SOURCE EXCERPT =
::::::::::

Blob Blame History Raw
From 87e6ea2cd63898c5d243b0f0c719f4f6347fb829 Mon Sep 17 00:00:00 2001
From: Milind Changire <mchangir@redhat.com>
Date: Thu, 5 Jan 2017 19:53:19 +0530
Subject: [PATCH 347/349] tools/glusterfind: handle offline bricks

Problem:
glusterfind is unable to copy remote output file to local node when a
remove-brick is in progress on the remote node. After copying remote
files, in the --full output listing path, a "sort -u" command is run on
the collected files. However, "sort" exits with an error code if it
finds any file missing.

Solution:
Maintain a map of (pid, output file) when the node commands are started
and remove the mapping for the pid for which the command returns an
error. Use the list of files present in the map for the "sort" command.

Backport of:
> Patch: https://review.gluster.org/16332
> Change-Id: Ie6e019037379f4cb163f24b1c65eb382efc2fb3b
> fixes: bz#1410439
> Signed-off-by: Milind Changire <mchangir@redhat.com>
> Signed-off-by: Shwetha K Acharya <sacharya@redhat.com>

BUG: 1789447
Change-Id: Ie6e019037379f4cb163f24b1c65eb382efc2fb3b
Signed-off-by: Kotresh HR <khiremat@redhat.com>
Reviewed-on: https://code.engineering.redhat.com/gerrit/189214
Tested-by: RHGS Build Bot <nigelb@redhat.com>
Reviewed-by: Sunny Kumar <sunkumar@redhat.com>
---
 tools/glusterfind/src/gfind_py2py3.py | 25 ++++++++++++++
 tools/glusterfind/src/main.py         | 61 +++++++++++++++++++++--------------
 2 files changed, 61 insertions(+), 25 deletions(-)

::::::::::

INFORMATION PROVIDED =
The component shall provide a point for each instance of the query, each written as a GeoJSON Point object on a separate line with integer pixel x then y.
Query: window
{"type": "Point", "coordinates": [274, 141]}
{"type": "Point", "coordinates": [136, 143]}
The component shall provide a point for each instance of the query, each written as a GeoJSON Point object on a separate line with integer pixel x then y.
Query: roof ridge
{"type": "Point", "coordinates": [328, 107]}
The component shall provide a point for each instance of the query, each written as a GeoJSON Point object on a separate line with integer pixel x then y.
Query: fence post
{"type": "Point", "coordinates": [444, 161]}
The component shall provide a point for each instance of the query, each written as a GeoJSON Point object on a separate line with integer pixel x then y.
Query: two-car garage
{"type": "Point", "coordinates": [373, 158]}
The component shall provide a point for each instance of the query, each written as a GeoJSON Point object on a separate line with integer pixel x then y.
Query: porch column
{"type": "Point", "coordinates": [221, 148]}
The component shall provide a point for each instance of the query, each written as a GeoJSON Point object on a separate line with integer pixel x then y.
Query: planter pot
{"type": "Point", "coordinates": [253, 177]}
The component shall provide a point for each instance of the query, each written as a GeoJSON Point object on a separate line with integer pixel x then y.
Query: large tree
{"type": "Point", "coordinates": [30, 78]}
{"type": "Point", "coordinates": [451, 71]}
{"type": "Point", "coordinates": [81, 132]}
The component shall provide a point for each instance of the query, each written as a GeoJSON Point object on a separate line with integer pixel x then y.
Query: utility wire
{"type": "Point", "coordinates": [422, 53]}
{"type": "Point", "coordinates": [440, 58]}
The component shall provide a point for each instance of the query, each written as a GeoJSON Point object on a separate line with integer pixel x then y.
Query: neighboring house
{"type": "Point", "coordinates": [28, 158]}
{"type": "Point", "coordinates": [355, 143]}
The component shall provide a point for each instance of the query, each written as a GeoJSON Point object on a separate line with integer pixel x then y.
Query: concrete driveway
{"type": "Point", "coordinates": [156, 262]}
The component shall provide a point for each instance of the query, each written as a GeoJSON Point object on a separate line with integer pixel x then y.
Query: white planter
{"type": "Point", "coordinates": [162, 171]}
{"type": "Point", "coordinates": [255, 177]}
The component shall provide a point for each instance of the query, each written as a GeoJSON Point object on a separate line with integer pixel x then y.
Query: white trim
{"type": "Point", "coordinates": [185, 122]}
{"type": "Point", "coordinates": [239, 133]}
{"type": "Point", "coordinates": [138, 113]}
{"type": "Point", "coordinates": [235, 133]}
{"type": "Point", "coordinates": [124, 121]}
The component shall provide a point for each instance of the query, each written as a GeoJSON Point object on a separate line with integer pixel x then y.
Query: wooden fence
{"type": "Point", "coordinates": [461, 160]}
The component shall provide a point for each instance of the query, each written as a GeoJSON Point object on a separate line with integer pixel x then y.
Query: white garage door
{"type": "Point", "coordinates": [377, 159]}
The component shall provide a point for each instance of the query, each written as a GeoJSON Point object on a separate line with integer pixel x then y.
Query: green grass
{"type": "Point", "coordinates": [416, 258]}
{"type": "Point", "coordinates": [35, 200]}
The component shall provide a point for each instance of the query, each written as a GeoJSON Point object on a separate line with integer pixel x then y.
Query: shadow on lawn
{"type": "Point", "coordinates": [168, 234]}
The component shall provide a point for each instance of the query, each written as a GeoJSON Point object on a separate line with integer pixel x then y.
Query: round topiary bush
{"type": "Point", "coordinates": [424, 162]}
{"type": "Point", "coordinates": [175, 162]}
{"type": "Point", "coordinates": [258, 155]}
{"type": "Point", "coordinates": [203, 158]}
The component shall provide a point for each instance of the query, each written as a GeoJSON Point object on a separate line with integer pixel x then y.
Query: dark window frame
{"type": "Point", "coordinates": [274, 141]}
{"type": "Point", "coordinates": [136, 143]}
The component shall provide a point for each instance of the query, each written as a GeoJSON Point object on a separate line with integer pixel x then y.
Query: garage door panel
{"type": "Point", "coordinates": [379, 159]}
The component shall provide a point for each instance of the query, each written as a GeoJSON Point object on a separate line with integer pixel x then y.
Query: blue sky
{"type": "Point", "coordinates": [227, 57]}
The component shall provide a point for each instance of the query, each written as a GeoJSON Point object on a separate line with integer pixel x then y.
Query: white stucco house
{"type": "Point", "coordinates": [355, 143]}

::::::::::

REQUEST = Resume the glusterfind offline-bricks patch shown above the rows, picking up right after its summary line of changed files.

TASK RESPONSE =
diff --git a/tools/glusterfind/src/gfind_py2py3.py b/tools/glusterfind/src/gfind_py2py3.py
index 1d41ec5..87324fb 100644
--- a/tools/glusterfind/src/gfind_py2py3.py
+++ b/tools/glusterfind/src/gfind_py2py3.py
@@ -40,6 +40,19 @@ if sys.version_info >= (3,):
     def gfind_history_changelog_done(libgfc, clfile):
         return libgfc.gf_history_changelog_done(clfile.encode())
 
+    def gfind_write_row(f, row, field_separator, p_rep, row_2_rep):
+        f.write(u"{0}{1}{2}{3}{4}\n".format(row,
+                                            field_separator,
+                                            p_rep,
+                                            field_separator,
+                                            row_2_rep))
+
+    def gfind_write(f, row, field_separator, p_rep):
+        f.write(u"{0}{1}{2}\n".format(row,
+                                      field_separator,
+                                      p_rep))
+
+
 else:
 
     # Raw conversion of bytearray to string
@@ -61,3 +74,15 @@ else:
 
     def gfind_history_changelog_done(libgfc, clfile):
         return libgfc.gf_history_changelog_done(clfile)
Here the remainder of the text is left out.